• [Task set]:
(a) In the caret modeling passage, list every variable in the C5.0Tree variable importance output whose score is above 70.
(b) Take the caret modeling passage further, starting after its final line.

• [Passage]:
+++

Some models in caret provide implicit feature selection automatically. We should expect a better performance of these models.
set.seed(123)
fit <- train(classe ~ ., data=training, method='C5.0Tree', importance=TRUE, prox=TRUE, allowParallel=TRUE,
trControl=trainControl(method='cv', number=3))
set.seed(123)
c50treePred <- predict(fit, testing)
cm <- confusionMatrix(testing$classe, c50treePred)
cm$overall['Accuracy']
## Accuracy
## 0.9586052
cm$table
## Reference
## Prediction A B C D E
## A 1366 19 3 4 3
## B 14 900 23 8 4
## C 3 28 802 22 0
## D 7 9 20 755 13
## E 2 13 4 4 878
importance <- varImp(fit, scale=FALSE)
importance
## C5.0Tree variable importance
##
## only 20 most important variables shown (out of 117)
##
## Overall
## roll_belt 100.00
## pitch_forearm 91.64
## gyros_belt_z 79.30
## yaw_belt 77.01
## var_accel_arm 72.99
## accel_dumbbell_x 69.15
## pitch_belt 66.99
## gyros_belt_y 63.91
## yaw_arm 63.28
## gyros_dumbbell_y 56.40
## magnet_dumbbell_z 54.91
## accel_dumbbell_y 34.46
## magnet_arm_z 32.41
## accel_dumbbell_z 31.62
## pitch_arm 26.46
## roll_forearm 23.16
## gyros_arm_x 19.20
## avg_roll_dumbbell 19.19
## magnet_belt_z 18.92
## gyros_forearm_y 18.34
plot(importance, top=15)
set.seed(123)
rfFit <- randomForest(classe ~ ., data=training, importance=TRUE)
set.seed(123)

+++

• [Given data]:
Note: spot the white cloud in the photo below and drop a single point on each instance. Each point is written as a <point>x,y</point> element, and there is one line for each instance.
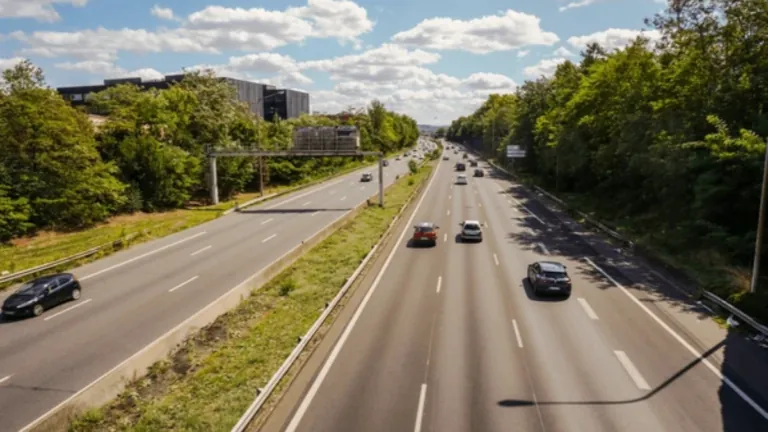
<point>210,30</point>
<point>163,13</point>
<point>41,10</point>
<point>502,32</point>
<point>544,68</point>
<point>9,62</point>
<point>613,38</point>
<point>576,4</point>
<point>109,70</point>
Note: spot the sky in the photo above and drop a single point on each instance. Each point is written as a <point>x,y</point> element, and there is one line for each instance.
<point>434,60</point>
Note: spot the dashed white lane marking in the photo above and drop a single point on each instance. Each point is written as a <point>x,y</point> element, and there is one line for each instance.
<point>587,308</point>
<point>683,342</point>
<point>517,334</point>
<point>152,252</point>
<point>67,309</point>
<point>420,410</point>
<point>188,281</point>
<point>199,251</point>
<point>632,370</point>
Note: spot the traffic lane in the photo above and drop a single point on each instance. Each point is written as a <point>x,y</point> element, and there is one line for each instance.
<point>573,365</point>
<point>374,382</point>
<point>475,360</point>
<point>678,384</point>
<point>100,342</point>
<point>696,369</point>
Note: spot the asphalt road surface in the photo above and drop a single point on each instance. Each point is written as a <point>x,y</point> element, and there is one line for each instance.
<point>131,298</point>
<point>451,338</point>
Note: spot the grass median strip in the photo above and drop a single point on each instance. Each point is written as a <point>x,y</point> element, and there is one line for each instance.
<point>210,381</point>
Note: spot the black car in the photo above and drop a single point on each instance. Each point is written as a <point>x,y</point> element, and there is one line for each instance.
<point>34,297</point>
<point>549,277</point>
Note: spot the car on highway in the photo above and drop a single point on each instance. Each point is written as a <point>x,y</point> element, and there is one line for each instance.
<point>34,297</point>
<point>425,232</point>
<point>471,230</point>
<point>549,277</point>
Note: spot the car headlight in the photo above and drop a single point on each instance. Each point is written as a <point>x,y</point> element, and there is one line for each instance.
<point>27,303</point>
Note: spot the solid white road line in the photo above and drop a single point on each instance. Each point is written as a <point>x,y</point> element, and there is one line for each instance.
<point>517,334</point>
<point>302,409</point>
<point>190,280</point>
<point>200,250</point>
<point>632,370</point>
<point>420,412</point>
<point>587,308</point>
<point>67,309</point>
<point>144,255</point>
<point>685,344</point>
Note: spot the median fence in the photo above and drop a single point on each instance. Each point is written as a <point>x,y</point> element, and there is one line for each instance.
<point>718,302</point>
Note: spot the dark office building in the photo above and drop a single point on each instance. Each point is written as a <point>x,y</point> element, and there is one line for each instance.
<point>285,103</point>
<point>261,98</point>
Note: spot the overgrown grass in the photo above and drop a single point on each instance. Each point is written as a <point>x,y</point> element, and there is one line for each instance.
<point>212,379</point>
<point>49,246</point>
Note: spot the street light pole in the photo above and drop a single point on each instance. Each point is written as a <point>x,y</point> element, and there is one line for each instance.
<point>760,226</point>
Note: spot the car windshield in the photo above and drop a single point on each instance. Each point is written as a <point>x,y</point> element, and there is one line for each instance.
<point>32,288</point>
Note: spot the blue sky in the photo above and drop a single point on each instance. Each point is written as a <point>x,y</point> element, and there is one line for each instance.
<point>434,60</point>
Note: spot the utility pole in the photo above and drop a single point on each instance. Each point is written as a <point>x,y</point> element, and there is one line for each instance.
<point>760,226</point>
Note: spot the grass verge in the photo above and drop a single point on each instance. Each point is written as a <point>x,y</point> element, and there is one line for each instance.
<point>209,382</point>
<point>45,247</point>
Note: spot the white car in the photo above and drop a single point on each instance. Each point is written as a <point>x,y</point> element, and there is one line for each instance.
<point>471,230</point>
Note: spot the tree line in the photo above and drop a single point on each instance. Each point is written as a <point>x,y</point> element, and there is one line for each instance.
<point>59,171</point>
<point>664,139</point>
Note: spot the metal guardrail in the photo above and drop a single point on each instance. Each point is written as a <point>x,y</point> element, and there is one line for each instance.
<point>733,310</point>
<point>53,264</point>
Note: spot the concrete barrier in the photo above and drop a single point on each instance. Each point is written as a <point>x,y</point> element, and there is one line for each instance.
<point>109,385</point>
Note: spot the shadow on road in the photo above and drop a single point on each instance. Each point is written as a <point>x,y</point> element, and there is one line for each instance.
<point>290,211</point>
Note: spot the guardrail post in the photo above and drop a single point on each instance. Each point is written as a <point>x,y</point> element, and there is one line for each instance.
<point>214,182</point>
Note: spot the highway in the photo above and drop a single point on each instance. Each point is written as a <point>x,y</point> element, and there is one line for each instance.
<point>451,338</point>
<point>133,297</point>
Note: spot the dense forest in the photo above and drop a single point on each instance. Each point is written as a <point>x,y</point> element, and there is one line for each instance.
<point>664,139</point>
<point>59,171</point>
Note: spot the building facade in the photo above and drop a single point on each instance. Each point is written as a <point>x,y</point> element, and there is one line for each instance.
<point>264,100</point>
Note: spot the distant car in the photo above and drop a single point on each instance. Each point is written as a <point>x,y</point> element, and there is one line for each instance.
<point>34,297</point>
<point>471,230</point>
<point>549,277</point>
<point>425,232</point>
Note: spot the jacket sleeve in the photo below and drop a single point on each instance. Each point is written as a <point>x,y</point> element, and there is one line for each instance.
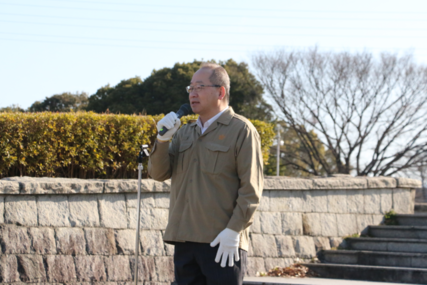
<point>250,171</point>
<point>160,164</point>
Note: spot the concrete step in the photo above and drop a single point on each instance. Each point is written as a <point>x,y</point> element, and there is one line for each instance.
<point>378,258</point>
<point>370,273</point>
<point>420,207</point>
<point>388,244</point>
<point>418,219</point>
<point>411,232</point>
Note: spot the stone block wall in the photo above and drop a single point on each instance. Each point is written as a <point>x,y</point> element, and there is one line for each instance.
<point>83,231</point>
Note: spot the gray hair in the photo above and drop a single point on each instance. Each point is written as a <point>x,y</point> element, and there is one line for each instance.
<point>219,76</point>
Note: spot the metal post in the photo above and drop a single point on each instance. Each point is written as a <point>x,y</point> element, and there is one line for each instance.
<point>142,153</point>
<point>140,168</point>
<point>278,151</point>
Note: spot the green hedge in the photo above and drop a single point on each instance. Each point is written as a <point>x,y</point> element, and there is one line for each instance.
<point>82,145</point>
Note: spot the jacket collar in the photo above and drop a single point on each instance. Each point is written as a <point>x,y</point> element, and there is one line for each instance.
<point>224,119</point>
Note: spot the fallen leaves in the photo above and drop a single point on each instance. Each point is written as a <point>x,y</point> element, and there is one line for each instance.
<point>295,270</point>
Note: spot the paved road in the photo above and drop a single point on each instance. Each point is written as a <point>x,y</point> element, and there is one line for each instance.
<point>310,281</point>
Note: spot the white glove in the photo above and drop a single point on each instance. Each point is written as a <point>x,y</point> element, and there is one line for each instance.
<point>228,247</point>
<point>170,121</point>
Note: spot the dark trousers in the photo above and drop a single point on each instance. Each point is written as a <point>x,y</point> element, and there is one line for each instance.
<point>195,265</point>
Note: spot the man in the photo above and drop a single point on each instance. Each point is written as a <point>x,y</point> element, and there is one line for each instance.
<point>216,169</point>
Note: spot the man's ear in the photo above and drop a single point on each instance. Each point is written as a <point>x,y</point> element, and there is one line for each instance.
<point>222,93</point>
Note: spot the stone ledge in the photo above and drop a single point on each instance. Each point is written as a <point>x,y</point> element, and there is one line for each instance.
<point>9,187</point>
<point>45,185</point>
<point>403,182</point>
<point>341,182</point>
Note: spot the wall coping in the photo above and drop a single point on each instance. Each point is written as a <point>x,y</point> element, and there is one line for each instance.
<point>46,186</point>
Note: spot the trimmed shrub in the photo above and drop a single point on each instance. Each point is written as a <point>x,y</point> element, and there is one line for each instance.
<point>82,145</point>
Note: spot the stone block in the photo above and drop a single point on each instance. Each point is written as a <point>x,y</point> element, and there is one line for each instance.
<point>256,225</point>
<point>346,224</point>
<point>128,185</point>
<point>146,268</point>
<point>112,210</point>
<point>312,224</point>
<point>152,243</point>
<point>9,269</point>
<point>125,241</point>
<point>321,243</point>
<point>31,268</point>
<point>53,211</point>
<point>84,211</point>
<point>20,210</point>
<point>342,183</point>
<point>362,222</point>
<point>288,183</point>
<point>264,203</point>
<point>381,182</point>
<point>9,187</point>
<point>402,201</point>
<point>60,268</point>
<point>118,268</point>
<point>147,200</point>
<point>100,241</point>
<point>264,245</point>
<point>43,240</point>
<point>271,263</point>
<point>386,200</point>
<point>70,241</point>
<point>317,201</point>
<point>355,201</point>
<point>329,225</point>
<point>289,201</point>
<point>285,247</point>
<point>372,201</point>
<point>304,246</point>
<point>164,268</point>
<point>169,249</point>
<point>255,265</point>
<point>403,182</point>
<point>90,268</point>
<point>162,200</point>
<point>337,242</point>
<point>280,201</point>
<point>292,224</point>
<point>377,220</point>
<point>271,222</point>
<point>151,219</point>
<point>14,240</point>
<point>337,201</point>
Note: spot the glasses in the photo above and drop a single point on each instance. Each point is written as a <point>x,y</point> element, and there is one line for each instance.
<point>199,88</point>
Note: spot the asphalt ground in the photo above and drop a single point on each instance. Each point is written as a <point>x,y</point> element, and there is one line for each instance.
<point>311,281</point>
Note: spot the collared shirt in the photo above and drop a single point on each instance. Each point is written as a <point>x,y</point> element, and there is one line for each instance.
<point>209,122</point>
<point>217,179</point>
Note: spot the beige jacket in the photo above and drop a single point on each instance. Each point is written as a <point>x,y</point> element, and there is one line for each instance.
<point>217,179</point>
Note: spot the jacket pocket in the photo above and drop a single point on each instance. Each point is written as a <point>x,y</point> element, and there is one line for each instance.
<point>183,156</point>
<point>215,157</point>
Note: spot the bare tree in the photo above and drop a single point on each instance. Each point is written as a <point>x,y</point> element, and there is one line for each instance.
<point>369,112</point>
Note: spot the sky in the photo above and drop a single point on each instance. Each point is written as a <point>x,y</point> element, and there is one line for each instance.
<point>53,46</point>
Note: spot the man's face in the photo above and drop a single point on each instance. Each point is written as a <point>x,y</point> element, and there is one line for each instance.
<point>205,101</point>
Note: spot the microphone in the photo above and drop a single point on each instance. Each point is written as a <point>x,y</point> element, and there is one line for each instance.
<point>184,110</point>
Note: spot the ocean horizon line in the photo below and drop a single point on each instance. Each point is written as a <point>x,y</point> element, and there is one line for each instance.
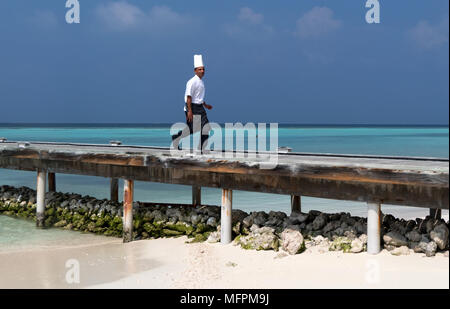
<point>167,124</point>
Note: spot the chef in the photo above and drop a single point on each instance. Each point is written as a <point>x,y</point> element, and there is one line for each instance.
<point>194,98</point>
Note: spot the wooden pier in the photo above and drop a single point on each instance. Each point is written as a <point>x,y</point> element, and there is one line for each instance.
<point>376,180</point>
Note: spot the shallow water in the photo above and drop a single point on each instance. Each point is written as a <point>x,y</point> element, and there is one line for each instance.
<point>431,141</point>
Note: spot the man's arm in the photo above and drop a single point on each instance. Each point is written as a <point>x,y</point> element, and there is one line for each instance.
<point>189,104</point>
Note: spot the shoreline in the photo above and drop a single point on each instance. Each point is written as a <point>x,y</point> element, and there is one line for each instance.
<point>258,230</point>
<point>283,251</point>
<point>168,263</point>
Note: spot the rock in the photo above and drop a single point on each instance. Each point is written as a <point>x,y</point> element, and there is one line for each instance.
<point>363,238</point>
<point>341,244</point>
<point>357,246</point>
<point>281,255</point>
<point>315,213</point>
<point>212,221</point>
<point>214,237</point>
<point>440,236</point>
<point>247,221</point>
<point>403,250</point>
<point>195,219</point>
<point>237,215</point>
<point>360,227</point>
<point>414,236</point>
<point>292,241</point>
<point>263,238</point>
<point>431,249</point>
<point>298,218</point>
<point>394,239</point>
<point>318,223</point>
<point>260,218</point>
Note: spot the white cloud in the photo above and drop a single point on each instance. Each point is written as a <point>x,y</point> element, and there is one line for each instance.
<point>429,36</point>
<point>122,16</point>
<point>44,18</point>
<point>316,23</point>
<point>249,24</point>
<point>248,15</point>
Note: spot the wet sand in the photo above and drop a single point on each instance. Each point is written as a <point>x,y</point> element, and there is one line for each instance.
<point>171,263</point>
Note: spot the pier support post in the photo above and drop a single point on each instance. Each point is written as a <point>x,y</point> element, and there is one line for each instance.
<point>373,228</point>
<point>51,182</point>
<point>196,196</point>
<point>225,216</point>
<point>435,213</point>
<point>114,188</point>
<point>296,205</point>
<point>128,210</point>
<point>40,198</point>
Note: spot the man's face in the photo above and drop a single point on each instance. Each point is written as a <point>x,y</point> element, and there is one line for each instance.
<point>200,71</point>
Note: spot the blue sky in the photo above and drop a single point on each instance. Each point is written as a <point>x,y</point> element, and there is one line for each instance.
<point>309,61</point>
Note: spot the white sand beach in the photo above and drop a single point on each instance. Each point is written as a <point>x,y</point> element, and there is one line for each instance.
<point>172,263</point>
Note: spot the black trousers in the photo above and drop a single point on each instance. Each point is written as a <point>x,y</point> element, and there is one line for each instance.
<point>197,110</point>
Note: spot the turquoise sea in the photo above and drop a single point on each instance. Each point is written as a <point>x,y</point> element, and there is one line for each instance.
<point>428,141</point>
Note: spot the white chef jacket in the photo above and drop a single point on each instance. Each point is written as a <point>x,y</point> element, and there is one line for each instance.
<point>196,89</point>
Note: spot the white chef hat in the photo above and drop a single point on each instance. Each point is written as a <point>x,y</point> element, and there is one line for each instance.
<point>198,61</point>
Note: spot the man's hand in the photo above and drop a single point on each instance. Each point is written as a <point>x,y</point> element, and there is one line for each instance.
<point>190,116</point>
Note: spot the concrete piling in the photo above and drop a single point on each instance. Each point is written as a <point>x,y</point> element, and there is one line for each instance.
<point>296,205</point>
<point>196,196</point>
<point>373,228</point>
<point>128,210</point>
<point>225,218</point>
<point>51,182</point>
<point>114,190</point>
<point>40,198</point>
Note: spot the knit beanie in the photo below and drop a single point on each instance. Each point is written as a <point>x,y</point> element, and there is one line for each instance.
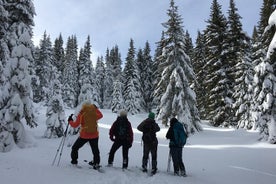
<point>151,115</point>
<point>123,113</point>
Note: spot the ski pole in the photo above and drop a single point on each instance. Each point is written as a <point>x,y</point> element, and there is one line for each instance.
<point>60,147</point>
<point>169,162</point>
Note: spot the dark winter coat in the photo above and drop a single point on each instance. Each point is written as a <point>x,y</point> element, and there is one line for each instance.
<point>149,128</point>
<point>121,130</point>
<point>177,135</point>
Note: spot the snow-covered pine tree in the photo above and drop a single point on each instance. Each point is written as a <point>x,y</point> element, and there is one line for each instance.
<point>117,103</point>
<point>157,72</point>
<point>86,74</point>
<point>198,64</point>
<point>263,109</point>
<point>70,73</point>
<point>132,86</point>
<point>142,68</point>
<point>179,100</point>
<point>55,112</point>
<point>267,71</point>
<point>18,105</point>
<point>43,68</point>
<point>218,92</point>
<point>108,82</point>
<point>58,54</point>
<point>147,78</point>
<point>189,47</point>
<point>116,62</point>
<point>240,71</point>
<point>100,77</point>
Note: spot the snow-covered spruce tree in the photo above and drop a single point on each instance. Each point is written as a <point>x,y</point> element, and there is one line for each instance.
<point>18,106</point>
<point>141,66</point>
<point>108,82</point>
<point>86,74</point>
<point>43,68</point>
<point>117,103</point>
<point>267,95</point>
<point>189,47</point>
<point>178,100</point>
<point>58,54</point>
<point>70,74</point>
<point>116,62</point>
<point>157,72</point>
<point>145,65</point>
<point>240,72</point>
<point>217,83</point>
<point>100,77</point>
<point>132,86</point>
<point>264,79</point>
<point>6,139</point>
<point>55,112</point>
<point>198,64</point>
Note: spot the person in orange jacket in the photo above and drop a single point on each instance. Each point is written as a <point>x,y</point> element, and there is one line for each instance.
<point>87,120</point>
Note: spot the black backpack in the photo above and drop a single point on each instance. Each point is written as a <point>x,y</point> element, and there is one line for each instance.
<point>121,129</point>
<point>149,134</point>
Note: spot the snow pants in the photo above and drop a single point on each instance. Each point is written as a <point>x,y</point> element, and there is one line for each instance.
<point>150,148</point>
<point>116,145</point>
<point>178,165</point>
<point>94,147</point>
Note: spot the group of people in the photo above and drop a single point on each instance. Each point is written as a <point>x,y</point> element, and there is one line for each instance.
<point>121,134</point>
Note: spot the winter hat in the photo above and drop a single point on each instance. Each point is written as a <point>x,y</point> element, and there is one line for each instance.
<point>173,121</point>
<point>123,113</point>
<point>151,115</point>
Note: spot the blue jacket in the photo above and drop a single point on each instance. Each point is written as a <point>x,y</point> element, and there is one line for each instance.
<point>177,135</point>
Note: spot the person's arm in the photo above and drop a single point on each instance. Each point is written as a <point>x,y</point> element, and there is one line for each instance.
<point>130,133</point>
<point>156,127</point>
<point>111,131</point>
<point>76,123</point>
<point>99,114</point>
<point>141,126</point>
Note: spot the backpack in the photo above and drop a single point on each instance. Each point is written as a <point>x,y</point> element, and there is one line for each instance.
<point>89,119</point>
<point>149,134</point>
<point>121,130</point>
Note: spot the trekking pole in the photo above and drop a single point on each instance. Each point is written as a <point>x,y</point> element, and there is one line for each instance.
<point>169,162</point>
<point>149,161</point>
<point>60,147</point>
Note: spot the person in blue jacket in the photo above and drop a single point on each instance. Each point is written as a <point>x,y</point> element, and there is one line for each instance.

+++

• [Answers given]:
(a) roll_belt (100.00), pitch_forearm (91.64), gyros_belt_z (79.30), yaw_belt (77.01), var_accel_arm (72.99)

(b)
rfPred <- predict(rfFit, testing)
rfCm <- confusionMatrix(testing$classe, rfPred)
rfCm$overall['Accuracy']
## Accuracy
## 0.9887847
rfCm$table
## Reference
## Prediction A B C D E
## A 1395 0 0 0 0
## B 4 940 5 0 0
## C 0 15 834 6 0
## D 2 0 18 782 2
## E 0 0 1 2 898
varImpPlot(rfFit, type=2, n.var=15)
Random forests wrapped by caret using method='rf never complete. The wrapper is extremelly opaque and the implementation is unstable. We leave the code here for a reference but we never managed to complete a computation even after 5 hours.
set.seed(123)
fit <- train(classe ~ ., data=training, method='rf', importance=TRUE, prox=TRUE, allowParallel=TRUE,
trControl=trainControl(method='cv', number=2))
set.seed(123)
pred <- predict(fit, testing)
cm <- confusionMatrix(testing$classe, pred)
A different way to select features is to remove highly correlated features and apply a model on the resulting set of predictors. Despite the simplicity, the performance of this technique was surprisingly high.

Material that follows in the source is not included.